═══ Exercise text
Wednesday, February 14, 2007

A Lesson in Learning

"Well, I hope you learned your lesson."


I was three years old and had just left the Emergency Room. By this time, I was becoming a frequent flier to the ER, and had there been some award redemption process I would have been the proud owner of something new and shiny. Perhaps a toy ambulance. That would be fitting.


This time it was Ant Killer. I had wandered off from my mother at a home and garden store, like mischievous little boys so often do. Unfortunately, I was not a plant enthusiast. Instead of daffodils and cacti, a bottle of toxic ant killer caught my eye. I picked it up and proceeded to march around with it like a two-foot tall drum major.


I've tried to remember why this seemed like a good idea at the time, but it's beyond me. We didn't have an ant problem at home, nor was I thirsty or anything. Maybe the bottle was shiny. I have, and have always had, an affinity towards shiny objects. One of my biggest fears is that someone will create a giant shiny human zapper (a la the current bug zappers) and that I'll be unable to resist. Or that some divine creator realizes his mistake and turns me into what I should have been: a moth. Or that my pillow is alive and will smother me one day for all the abuse I've done to it. I'm afraid of a lot of things.


When my mother found me and yelled at me to put it down, I did. Forcefully. That bottle hit the ground with enough force to frighten residents of San Francisco. The insecticide splattered all over my body, reducing me to tears and the workers and my mother to hysterics.


They hosed me off with a garden hose, which I suppose is appropriate given where I was. Most kids probably would love getting hosed down. It's what kids do: run around outside through the sprinklers with no clothes on, waiting for the Ice Cream truck to pass so we can buy something overpriced and probably orange. In another circumstance, I would have had the time of my life. This time, I'm pretty sure I just cried.
══════
═══ Excerpted data
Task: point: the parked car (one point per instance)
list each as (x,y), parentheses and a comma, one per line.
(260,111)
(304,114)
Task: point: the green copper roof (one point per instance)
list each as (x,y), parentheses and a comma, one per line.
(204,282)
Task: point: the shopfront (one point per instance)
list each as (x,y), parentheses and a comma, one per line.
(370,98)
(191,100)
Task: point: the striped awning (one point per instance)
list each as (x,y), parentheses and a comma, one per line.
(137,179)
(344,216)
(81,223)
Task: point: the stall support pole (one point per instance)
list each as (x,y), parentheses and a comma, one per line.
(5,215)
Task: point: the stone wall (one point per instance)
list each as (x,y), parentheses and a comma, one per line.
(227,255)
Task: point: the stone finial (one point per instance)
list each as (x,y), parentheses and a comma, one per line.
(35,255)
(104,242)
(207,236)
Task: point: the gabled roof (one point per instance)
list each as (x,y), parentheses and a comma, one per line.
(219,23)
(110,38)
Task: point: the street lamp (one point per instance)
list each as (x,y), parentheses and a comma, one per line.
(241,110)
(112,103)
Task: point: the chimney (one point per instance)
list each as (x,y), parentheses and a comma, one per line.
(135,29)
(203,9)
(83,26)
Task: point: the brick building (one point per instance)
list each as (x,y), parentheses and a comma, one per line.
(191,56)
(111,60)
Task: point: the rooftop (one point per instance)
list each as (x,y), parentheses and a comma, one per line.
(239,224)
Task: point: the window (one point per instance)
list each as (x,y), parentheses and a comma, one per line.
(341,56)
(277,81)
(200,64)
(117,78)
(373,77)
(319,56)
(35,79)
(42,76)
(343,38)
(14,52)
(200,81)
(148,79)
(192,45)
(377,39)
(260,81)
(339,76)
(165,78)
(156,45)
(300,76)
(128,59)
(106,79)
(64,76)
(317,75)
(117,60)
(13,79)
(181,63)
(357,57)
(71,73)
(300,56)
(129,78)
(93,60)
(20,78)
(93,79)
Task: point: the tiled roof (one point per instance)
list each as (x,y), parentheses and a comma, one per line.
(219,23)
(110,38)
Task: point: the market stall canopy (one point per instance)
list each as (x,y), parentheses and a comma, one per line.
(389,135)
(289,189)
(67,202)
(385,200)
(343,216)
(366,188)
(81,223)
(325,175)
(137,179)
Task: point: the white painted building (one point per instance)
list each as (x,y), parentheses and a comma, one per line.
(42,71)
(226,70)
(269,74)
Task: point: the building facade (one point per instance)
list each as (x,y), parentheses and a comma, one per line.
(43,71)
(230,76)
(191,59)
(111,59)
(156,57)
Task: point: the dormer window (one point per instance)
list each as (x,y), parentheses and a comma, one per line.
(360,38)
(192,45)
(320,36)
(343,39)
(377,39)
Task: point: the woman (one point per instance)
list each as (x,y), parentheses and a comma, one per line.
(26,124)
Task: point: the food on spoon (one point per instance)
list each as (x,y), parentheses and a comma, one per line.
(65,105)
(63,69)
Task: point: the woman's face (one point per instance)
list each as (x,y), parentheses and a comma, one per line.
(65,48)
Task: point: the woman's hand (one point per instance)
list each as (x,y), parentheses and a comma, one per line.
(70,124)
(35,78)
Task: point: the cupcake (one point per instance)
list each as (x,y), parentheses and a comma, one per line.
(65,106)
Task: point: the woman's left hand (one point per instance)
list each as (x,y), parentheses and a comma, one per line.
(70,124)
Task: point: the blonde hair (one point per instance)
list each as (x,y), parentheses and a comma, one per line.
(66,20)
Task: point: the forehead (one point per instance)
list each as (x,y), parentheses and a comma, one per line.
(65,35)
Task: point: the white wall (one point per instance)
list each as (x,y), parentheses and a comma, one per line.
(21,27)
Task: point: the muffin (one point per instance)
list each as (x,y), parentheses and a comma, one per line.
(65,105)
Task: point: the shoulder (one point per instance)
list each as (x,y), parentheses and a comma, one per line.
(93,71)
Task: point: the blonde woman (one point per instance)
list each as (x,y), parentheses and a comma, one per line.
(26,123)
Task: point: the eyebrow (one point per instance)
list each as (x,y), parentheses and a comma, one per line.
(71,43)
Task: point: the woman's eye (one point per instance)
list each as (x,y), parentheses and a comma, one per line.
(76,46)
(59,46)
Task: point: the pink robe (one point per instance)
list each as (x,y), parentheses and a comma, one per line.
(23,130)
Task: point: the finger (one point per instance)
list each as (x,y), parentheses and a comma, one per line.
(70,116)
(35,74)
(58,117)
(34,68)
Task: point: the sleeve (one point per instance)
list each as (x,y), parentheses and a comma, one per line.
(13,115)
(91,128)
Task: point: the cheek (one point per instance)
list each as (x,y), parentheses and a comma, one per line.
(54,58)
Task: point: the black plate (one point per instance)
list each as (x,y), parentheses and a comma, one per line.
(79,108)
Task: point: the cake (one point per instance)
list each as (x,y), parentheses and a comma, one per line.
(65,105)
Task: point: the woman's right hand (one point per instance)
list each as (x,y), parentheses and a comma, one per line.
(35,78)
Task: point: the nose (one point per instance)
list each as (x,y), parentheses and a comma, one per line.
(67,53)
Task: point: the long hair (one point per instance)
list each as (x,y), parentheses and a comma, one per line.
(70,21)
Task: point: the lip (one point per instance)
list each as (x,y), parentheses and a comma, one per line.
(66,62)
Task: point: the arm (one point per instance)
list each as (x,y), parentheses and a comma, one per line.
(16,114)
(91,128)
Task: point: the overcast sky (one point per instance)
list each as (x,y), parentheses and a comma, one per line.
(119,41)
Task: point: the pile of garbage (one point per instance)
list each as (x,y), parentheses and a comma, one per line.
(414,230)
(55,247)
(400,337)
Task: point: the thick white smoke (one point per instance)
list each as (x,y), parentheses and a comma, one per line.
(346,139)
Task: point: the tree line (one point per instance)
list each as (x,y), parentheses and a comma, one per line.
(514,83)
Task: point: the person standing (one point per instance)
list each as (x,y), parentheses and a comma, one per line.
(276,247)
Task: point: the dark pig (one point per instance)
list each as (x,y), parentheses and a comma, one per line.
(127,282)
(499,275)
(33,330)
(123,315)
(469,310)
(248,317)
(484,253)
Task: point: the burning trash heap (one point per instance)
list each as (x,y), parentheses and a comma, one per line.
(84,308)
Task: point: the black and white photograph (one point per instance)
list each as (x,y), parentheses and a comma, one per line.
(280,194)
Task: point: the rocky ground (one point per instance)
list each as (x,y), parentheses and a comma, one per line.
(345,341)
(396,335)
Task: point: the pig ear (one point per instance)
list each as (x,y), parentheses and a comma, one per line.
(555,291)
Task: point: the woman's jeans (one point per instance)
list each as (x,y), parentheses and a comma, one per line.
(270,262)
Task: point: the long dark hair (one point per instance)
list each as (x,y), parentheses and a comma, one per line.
══════
• Aim of the exercise
In the exercise text, what did the narrator pick up at the home and garden store? The rows have no connection to the exercise text.

• Result below
A bottle of toxic ant killer.